*Set exercise A:*
Count the lines in the listing that contain the string "front", and give only that number.
..........
I can't comment on how things like faces get used, but in my experience, PII at Meta is inaccessible by default.
Unless you're impersonating a user on the platform (to access what PII they can see), you have to request special access for logs or database columns that contain so much as user IDs, otherwise the data simply won't show up when you query for it. This is baked into the infrastructure layer, so I doubt the GenAI teams are using something else.
I don't think it's PII. If you had someone's movements, you could go and spy on them, find out who they were (i.e. their PII) and then link that back and say "I now know this identified person's movements". I don't think the movements themselves are PII.
Things that aren't PII aren't "convenient" definitions. Doesn't mean everything that isn't PII is fine to share. It's like saying a kidnapping isn't a murder. That's not a convenient definition of murder; it's just a different thing. We shouldn't start talking like witch hunters as soon as we encounter a situation that we haven't memorised a reasonable response to. We should be able to respond reasonably to new situations.
Obvious examples: data that easily identifies a person (Photo, name, number, UUID, etc)
Thats trivial to block. Where it gets harder is stuff that on it's own isn't PII, but combined with another source, would be
For example, aggregating public comments on a celeb's post. (ie stripping out usernames and likes and assigning a new UUID to each person.) For a single post, thats good enough. You're very unlikley to be able to identify a single person.
But over multiple posts, thats where it gets tricky.
As with large companies, the process for getting permission to use that kind of data is righty difficult, so it often doesn't get used like that.
In the paper covering the original Llama they explicitly list their data sources in table 1 - including saying that they pretrained on the somewhat controversial books3 dataset.
The paper for Llama 2 also explicitly says they don't take data from Meta's products and services; and that they filter out data from sites known to contain a lot of PII. Although it is more coy about precisely what data sources they used, like many such papers are.
Which data sources? How much of Meta users data (fb, instagram… etc). How do they sanitize PII?
..........
*Set exercise B:*
Answer these questions about the thread above:
(i) What must be requested at Meta to see logs or database columns that contain user IDs?
(ii) Which dataset does the original Llama paper say was used for pretraining?
(iii) What does the Llama 2 paper say is filtered out?
..........
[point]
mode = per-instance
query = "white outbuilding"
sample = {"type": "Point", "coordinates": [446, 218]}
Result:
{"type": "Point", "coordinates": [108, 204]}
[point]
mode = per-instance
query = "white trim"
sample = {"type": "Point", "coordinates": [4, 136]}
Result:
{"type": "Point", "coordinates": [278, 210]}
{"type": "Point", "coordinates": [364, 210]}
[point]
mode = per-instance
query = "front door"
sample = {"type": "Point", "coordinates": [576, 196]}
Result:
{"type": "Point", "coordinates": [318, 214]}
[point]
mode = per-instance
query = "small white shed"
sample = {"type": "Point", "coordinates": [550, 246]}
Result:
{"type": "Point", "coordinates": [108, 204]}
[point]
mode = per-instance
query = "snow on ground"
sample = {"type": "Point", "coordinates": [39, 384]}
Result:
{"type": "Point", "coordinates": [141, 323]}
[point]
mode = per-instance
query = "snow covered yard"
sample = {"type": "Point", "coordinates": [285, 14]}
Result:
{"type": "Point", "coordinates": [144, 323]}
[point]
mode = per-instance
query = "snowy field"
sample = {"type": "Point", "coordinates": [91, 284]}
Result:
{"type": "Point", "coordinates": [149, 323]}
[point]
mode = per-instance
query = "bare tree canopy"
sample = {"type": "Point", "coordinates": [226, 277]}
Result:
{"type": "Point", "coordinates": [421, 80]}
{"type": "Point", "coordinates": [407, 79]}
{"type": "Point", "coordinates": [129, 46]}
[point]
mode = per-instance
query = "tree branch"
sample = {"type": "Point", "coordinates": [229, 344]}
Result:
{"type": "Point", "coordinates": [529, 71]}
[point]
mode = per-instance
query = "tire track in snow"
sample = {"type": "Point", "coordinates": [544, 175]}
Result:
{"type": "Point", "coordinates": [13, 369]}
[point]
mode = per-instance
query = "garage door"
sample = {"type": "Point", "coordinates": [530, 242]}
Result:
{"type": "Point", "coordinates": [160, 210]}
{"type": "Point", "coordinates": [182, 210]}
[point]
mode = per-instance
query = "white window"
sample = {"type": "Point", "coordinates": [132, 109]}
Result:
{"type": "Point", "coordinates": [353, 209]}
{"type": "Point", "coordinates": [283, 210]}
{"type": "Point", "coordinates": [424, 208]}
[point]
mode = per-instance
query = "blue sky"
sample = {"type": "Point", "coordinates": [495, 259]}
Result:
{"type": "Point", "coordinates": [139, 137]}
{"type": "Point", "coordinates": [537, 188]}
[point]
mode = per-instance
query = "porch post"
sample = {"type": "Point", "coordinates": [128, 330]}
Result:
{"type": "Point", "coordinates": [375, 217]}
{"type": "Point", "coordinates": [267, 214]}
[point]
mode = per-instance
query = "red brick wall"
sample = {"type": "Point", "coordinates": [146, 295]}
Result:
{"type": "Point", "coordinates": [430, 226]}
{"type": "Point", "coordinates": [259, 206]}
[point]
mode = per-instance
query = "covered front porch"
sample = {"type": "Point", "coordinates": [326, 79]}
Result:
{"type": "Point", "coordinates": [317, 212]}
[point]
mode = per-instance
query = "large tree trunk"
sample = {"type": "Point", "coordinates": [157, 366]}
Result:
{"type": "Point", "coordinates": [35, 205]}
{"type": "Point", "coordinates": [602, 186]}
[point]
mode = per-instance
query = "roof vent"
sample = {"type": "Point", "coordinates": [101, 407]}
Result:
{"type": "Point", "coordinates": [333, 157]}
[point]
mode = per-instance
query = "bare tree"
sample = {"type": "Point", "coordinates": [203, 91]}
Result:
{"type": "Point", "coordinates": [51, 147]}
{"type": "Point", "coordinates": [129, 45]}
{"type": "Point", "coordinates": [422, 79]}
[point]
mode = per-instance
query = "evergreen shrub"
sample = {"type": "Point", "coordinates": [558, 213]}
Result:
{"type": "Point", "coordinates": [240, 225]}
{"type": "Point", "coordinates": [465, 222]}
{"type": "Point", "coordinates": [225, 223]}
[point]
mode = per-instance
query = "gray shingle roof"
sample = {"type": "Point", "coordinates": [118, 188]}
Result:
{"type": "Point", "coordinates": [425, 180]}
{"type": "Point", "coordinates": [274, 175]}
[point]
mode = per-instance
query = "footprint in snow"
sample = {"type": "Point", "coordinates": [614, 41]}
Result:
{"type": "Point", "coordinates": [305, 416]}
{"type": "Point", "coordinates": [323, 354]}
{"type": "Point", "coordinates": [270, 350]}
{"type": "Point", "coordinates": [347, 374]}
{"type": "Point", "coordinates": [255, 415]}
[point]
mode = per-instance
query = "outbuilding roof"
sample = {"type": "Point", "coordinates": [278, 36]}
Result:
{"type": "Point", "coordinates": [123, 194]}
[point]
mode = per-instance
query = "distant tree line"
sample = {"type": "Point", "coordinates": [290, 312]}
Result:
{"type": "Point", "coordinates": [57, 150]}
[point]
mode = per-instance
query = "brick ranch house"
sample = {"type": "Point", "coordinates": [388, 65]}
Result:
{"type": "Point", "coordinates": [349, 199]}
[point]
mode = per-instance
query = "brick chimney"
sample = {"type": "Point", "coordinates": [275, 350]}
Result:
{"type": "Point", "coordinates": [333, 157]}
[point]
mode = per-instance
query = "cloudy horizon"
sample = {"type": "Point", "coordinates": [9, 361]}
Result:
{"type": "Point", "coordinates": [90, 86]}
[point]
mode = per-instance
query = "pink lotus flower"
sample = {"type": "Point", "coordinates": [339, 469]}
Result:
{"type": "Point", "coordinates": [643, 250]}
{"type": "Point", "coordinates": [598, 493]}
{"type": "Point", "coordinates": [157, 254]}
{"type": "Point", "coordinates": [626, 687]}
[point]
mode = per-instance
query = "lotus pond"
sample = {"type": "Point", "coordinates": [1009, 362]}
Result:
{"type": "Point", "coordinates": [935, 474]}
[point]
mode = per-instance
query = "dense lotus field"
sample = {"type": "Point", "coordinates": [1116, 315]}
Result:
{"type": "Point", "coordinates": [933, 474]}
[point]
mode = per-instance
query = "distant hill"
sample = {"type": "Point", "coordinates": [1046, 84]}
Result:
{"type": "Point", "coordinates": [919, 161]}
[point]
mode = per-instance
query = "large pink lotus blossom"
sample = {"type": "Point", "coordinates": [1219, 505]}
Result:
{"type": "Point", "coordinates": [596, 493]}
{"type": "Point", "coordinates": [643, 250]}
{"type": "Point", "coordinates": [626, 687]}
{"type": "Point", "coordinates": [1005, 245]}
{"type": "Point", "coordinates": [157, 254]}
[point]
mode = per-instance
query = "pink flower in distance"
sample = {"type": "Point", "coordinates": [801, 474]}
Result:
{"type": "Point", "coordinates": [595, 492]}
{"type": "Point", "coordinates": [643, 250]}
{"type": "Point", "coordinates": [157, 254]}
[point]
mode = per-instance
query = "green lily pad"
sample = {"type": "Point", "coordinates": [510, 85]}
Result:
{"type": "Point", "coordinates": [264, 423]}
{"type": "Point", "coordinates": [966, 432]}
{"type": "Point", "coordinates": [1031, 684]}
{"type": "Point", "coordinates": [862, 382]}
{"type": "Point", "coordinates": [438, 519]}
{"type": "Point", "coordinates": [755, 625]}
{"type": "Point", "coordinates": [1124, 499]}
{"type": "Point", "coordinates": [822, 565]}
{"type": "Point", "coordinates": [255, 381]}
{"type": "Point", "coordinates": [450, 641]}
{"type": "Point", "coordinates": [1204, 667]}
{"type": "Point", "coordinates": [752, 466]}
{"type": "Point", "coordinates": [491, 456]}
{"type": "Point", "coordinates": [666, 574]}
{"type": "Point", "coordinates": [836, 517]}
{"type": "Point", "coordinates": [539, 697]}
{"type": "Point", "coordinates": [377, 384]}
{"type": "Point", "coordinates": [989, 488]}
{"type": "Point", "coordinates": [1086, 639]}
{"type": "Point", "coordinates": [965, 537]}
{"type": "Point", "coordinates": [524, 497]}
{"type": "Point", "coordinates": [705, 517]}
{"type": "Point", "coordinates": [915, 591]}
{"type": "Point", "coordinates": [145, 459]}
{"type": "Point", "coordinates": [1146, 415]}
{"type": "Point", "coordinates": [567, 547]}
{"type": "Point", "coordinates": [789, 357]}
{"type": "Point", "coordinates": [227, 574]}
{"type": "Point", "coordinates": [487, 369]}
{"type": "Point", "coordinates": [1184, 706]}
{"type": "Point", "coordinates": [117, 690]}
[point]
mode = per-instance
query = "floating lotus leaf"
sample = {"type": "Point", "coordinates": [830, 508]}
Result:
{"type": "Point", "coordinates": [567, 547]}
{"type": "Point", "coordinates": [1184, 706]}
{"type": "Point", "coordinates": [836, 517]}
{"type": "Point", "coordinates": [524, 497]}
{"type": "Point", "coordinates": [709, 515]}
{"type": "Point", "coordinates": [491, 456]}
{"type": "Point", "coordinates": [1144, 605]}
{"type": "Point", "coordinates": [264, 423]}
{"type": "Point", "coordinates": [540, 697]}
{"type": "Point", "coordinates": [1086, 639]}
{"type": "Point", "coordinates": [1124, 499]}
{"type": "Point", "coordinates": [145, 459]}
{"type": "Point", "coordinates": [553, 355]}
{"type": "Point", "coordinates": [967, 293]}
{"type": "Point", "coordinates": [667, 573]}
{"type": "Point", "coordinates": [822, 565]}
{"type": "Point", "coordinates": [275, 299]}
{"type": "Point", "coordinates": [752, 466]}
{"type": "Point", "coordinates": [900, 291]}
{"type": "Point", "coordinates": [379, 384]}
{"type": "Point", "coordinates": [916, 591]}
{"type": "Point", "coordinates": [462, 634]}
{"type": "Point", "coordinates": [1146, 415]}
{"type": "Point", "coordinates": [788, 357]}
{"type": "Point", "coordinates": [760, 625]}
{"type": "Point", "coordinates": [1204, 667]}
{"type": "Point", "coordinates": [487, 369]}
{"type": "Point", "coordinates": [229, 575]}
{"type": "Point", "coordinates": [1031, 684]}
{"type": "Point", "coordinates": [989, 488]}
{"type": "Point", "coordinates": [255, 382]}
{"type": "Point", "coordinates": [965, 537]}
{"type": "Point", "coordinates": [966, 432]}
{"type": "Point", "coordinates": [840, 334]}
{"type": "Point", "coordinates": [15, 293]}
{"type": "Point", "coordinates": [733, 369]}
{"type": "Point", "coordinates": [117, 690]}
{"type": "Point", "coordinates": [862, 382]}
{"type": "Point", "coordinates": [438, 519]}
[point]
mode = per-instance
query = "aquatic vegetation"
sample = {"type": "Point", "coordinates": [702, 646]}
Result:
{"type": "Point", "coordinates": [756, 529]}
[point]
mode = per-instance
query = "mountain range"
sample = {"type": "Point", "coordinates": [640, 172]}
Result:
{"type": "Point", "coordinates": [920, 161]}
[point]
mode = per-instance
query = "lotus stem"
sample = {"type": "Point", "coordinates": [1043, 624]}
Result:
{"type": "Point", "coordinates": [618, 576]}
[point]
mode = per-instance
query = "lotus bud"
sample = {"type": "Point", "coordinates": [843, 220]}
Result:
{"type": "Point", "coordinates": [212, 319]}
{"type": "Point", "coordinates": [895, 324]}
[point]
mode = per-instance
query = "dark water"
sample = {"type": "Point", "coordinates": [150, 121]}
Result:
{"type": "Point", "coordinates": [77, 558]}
..........
*Exercise response A:*
2

*Exercise response B:*
(i) Special access.
(ii) The books3 dataset.
(iii) Data from sites known to contain a lot of PII.